In February 1971, Llansà was part of the unofficial Spain team who played against Portugal the nation's first-ever international match.

She had initially played under the pseudonym Llera, to hide that she played football from her employers. Outside of football, she worked as a laboratory manager; her family and employers discovered she played football when her real name eventually appeared in the newspaper. As Llansà typically played in goal, she was a stationary target for abuse from people who disapproved of women playing football, some of whom threw rocks at her.

She played for Barcelona until 1974, when she moved to Espanyol. She played for Espanyol in a friendly against Barcelona in March 1974, which Espanyol lost 1–3.

==Coaching and administration==
Llansà returned to FC Barcelona in the 1980s. In 1982, she began coaching her former team, before becoming the director of the women's section in 1984. This was an involved role, with Llansà organising everything from major infrastructure to checking matchday kits. With no institutional support or anything else in place, Llansà was there "to fill in all the gaps", including sometimes paying for kits and transportation herself so that the players did not have to. It was also a job she was not paid to do, maintaining and developing the section for two decades "out of pure love for women's football". Prior to Luis de la Pena, who coached the team in the 1990s and secured a sponsor, the section's only income was from Llansà and selling raffle tickets.

In 1984 she also became vice president (general secretary) of the women's football committee of the Catalan Football Federation (FCF). She was awarded a gold medal by the FCF in July 1992 for her contributions to women's football.

When Barcelona won the Copa de la Reina de Fútbol in 1994, Llansà was unable to travel to the game because she was sick, but still arranged a bus to take the team. After a dinner, the team returned to Barcelona and immediately went to celebrate at Llansà's house despite it being 4 am.

She pushed for the women's team to be recognised and supported as a section of FC Barcelona in 2002 and, when it was fully incorporated in 2003, Llansà – who was still in charge of the section – stepped away from the club. She also left her role in the FCF at the same time. Upon her retirement, Joan Laporta wrote to Llansà to thank her for directing the women's team, and she received a recognition from the Barcelona Players' Association in 2017.

==Death and legacy==
Llansà fell into ill health in 2019. In June, she was set to appear at a ceremony honouring the Barcelona team who won the Copa de la Reina in 1994, but could not. A few days later, on 26 June 2019, she died. Her funeral was held on 29 June 2019.

She had kept a meticulous and extensive collection of documents and memorabilia relating to Barcelona Femení from her time as player and the section's president. The documents were privately owned due to the unincorporated nature of the team during the time Llansà was in charge. She entrusted the collection to Carme Nieto, a lifelong friend who had also played in the team's first game; upon Llansà's death, Nieto took the collection with the intention of donating it to FC Barcelona's Documentation and Study Centre. Nieto organised the collection and, due to the COVID-19 pandemic, ended up keeping it at her apartment until 2021.

Due to Llansà almost single-handedly operating the team for much of its history, Sport wrote in 2021 that the success of Barcelona Femení – then establishing dominance in European football – was owed to Llansà's determination and vision for it. Her contemporaries drew the same conclusion and remembered her as being the soul of the team and like a mother to its players.

● **Information shown**:

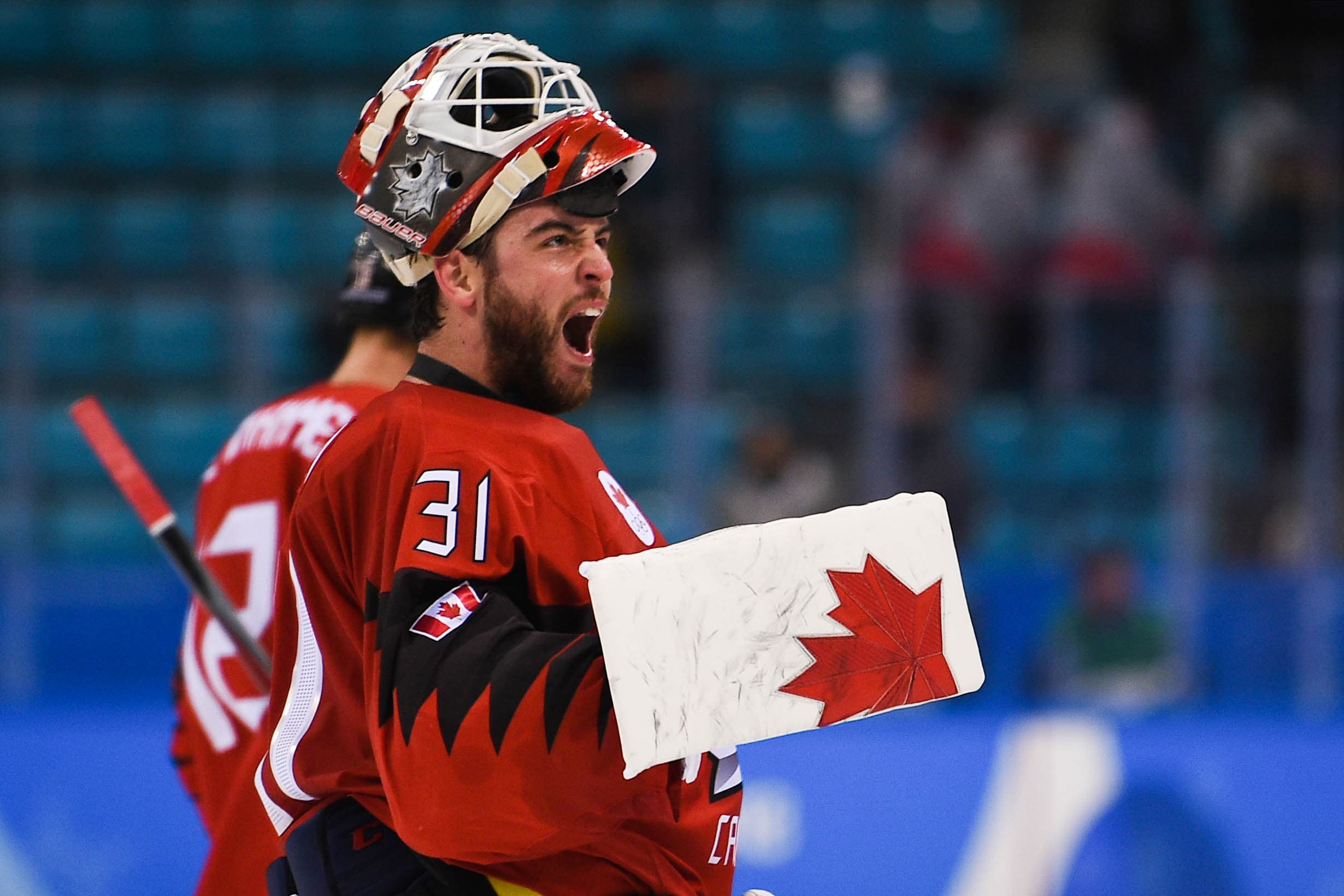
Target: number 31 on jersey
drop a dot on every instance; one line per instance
(448, 510)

● **Questions to answer**:
- 1) Write out the Llansà passage between "She pushed for" and "Association in 2017.", inclusive.
- 2) In the Llansà passage, when did the FCF award her a gold medal?
Rely only on the Llansà passage, not the listing.

● **Answers in order**:
- 1)
She pushed for the women's team to be recognised and supported as a section of FC Barcelona in 2002 and, when it was fully incorporated in 2003, Llansà – who was still in charge of the section – stepped away from the club. She also left her role in the FCF at the same time. Upon her retirement, Joan Laporta wrote to Llansà to thank her for directing the women's team, and she received a recognition from the Barcelona Players' Association in 2017.

- 2) July 1992